Quoted passage:
========

More than 6,400 metric tons of used parts were redirected from landfills and recycled by Xerox in the U.S. Reverse Logistics Center in 2021. Xerox is boasting a remarkable turnaround of more than ninety- nine percent of their products back to their factories avoiding landfills.

Xerox has been making paper copiers since 1959 claiming the synonym for copying as Xeroxing. Today there are many copier companies competing for the copier market, but Xerox was the first. This is how Xerox accomplishes these amazing statistics of recycling over ninety-nine percent of their products. Al Gallina, vice president of America’s supply chain operations, explained that when a product is returned by the customer, they disassemble the parts with a process named, “dynamic disposition”. The remade products are on the same quality level as their new counterparts.

Recycling Chopsticks

If your family members are Chinese food fans, I bet there are some stranded chopsticks hanging around your kitchen doing nothing. They look too good to throw out yet how many do you need per meal? How many family members use regular flatware instead?

Felix Bock, a sustainability expert, had just finished giving a seminar in Vancouver British Columbia when he noticed a waiter disposing of his chopsticks at the sushi restaurant where he was eating. It was great to speak at seminars about how to recycle materials but what had Felix ever done in reality to show the importance of going green?

========

Given records:
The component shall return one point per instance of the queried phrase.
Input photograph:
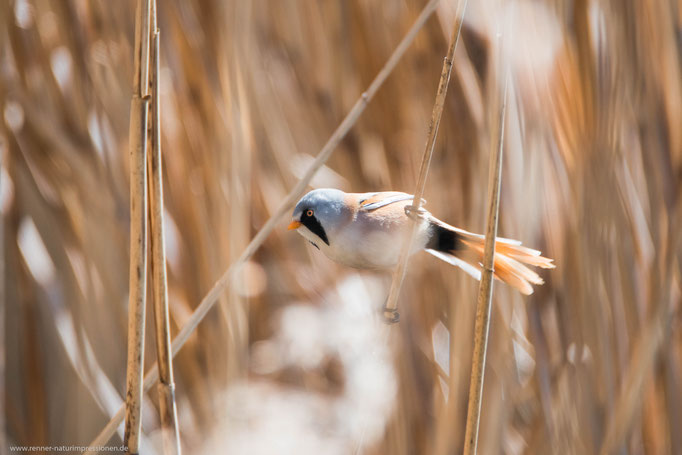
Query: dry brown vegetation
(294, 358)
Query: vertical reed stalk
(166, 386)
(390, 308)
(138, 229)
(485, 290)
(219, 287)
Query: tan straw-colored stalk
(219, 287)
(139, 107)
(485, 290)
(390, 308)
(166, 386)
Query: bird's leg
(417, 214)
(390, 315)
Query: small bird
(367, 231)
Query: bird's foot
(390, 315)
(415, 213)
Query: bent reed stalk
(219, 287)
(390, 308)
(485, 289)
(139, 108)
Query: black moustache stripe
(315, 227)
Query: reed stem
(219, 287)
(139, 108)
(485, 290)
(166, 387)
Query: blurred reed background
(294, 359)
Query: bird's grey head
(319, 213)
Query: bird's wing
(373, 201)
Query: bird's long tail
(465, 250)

========

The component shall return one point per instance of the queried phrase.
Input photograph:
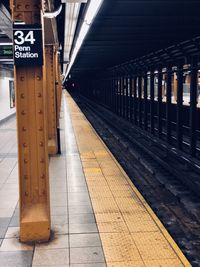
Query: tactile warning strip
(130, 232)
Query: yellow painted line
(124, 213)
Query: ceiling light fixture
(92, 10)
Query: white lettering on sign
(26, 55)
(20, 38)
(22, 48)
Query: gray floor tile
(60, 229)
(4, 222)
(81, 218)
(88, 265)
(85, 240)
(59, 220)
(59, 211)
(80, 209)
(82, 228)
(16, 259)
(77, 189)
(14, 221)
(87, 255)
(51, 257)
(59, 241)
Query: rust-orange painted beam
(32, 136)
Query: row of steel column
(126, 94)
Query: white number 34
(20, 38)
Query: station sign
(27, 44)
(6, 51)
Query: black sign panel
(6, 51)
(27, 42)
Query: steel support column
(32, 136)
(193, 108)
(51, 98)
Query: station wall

========

Carry on the article about recycling, starting right after its last sentence.

Result:
Right then and there Felix decided he had to experiment on how a circular economy works instead of just speaking about it in theory. He developed a company named, “Chop Value” to create cutting boards and coasters out of disposable chopsticks. Chopsticks are usually made from bamboo and his staff collects about 350,000 chopsticks from restaurants in Vancouver every week and they have so far totaled 70 million pieces to date. High heat and pressure at his microfactory turn his chopsticks into a variety of new products ranging from desks, wall panels, cutting boards and even stairs.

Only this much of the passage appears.